Trecho:
Quando a doença começou, antes mesmo que qualquer empresa de pesquisa médica, os grandes laboratórios, começassem a pensar em vacina, os pesquisadores do mundo todo se voltaram para o assunto e começaram a trabalhar coletivamente, em rede, em uma subjetividade que fundiu homens e computadores e internet, acoplando e cruzando informações. Logo o saber difuso da sociedade, ou o General Intelect, que no limite é produzido pelo patamar de escolarização e o patamar de cultura que evoluiu rápido durante o capitalismo industrial, serviu como o propulsor dessa grande conversação científica. Só mais tarde, já sobre os ganhos da socialização desse saber difuso, é que os grandes laboratórios vieram a agir. Redirecionaram seus pesquisadores para a covid (sem qualquer gasto a mais dos seus orçamentos) e logo se aproveitaram do saber elaborado em comum pelos pesquisadores independentes para realmente criar pesquisas direcionadas, que de modo algum partiram do zero. Daí a mais valia social foi explorada em sua fase inicial.

Mas, em seguida veio a exploração maior ainda, que se deu através do carreamento da mais valia social para o campo do capitalismo financeiro. A partir de um determinado momento os grandes laboratórios começaram a competir pela produção da vacina, organizando a forma de coleta de resultados. Passaram a propagar pela mídia sucessos semanais, gerando intensa movimentação na bolsa de valores.  A vacina já não importava mais, mas sim os resultados postos em previsão, para que se pudesse dar continuidade à especulação. Que a vacina tenha surgido, foi alguma coisa que poderia não ter acontecido. Afinal, no que pese o dinheiro carreado para achar a cura da AIDs, temos aí meio século sem sucesso.

Ação necessária A: Transcreva literalmente a parte do trecho que vai de "Mas, em seguida" até "século sem sucesso.", inclusive.
Ação necessária B: Resuma o trecho em duas frases.
As linhas abaixo provêm de uma fonte diferente da do trecho.

Informações extraídas:
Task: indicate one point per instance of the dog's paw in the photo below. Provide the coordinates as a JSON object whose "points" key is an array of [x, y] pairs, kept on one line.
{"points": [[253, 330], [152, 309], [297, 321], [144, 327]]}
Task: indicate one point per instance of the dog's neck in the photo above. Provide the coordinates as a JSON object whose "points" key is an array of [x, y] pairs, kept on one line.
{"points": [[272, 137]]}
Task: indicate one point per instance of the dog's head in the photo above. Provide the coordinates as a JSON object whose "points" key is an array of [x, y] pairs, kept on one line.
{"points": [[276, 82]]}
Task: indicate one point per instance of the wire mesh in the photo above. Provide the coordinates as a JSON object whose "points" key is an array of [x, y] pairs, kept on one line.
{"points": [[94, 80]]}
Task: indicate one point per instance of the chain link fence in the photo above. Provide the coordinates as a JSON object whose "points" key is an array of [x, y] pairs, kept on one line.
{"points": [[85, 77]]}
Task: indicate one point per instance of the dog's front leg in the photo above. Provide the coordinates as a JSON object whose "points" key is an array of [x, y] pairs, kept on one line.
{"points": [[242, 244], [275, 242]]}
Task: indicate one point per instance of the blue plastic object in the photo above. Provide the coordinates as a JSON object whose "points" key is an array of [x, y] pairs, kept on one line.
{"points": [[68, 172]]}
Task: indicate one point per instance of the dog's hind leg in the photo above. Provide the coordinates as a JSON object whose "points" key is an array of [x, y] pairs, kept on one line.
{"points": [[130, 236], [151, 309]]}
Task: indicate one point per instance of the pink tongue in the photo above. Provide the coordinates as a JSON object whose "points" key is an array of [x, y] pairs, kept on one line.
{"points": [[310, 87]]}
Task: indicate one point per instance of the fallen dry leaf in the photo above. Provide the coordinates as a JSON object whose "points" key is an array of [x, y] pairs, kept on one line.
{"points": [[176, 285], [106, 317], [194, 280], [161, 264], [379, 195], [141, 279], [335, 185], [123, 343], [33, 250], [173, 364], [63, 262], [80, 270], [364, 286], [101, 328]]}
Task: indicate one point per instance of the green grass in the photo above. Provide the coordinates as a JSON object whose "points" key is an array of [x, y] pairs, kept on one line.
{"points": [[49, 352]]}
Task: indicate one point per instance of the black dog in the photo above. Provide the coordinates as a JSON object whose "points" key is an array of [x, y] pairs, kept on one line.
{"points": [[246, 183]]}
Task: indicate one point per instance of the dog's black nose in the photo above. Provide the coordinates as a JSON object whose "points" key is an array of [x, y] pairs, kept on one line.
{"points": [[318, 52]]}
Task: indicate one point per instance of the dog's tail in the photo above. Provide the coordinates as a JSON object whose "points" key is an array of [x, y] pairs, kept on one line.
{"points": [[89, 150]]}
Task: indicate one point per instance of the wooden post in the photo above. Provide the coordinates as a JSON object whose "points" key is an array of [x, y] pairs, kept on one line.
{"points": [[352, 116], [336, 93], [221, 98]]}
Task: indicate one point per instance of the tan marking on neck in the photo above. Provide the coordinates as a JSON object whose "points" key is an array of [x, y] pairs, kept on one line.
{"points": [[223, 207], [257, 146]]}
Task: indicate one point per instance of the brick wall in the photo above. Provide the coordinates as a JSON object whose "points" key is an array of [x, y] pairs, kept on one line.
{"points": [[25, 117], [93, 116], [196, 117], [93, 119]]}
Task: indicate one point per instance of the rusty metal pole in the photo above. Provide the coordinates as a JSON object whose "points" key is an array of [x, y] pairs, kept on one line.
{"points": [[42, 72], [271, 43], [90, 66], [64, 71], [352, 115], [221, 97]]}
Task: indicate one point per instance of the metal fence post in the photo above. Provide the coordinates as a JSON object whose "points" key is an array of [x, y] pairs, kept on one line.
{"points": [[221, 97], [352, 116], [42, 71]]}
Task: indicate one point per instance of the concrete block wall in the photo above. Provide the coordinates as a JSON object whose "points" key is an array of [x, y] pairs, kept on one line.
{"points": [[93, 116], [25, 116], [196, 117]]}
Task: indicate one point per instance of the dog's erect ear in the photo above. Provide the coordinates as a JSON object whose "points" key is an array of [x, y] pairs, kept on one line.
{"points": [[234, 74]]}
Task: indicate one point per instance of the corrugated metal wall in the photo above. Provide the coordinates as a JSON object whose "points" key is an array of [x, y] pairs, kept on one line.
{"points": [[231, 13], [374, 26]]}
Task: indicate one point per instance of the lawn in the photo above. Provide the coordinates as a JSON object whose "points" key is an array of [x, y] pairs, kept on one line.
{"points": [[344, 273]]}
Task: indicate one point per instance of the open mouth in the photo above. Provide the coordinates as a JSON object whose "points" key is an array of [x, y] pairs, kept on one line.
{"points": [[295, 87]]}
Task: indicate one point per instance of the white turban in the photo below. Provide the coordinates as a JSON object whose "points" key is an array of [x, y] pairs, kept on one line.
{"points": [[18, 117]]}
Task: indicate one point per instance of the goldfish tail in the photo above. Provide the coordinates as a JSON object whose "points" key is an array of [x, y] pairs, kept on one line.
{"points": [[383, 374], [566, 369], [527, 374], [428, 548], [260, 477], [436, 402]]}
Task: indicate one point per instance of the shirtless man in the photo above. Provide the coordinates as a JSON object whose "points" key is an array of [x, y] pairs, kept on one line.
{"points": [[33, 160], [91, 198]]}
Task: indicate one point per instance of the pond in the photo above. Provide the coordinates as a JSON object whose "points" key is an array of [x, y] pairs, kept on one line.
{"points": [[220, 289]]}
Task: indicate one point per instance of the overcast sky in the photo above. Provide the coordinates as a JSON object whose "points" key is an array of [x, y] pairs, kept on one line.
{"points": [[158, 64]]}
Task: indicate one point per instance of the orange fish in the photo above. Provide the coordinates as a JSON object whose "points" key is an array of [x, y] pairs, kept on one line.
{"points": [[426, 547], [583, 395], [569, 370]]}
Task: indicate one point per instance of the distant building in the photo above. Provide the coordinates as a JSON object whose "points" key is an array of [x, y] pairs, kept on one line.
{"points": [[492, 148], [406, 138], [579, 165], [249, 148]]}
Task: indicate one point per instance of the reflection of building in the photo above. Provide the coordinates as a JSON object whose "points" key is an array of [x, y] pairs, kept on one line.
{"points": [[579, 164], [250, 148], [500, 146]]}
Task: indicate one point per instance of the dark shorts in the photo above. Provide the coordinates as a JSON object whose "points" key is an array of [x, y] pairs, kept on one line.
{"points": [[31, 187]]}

Resultado A:
Mas, em seguida veio a exploração maior ainda, que se deu através do carreamento da mais valia social para o campo do capitalismo financeiro. A partir de um determinado momento os grandes laboratórios começaram a competir pela produção da vacina, organizando a forma de coleta de resultados. Passaram a propagar pela mídia sucessos semanais, gerando intensa movimentação na bolsa de valores.  A vacina já não importava mais, mas sim os resultados postos em previsão, para que se pudesse dar continuidade à especulação. Que a vacina tenha surgido, foi alguma coisa que poderia não ter acontecido. Afinal, no que pese o dinheiro carreado para achar a cura da AIDs, temos aí meio século sem sucesso.

Resultado B: Quando a doença começou, pesquisadores do mundo todo passaram a trabalhar em rede, impulsionados pelo saber difuso da sociedade, e só mais tarde os grandes laboratórios agiram, aproveitando esse saber elaborado em comum para criar pesquisas direcionadas. Depois, os laboratórios competiram pela produção da vacina e propagaram sucessos semanais na mídia, movimentando a bolsa de valores, de modo que importavam mais os resultados previstos para a especulação do que a própria vacina.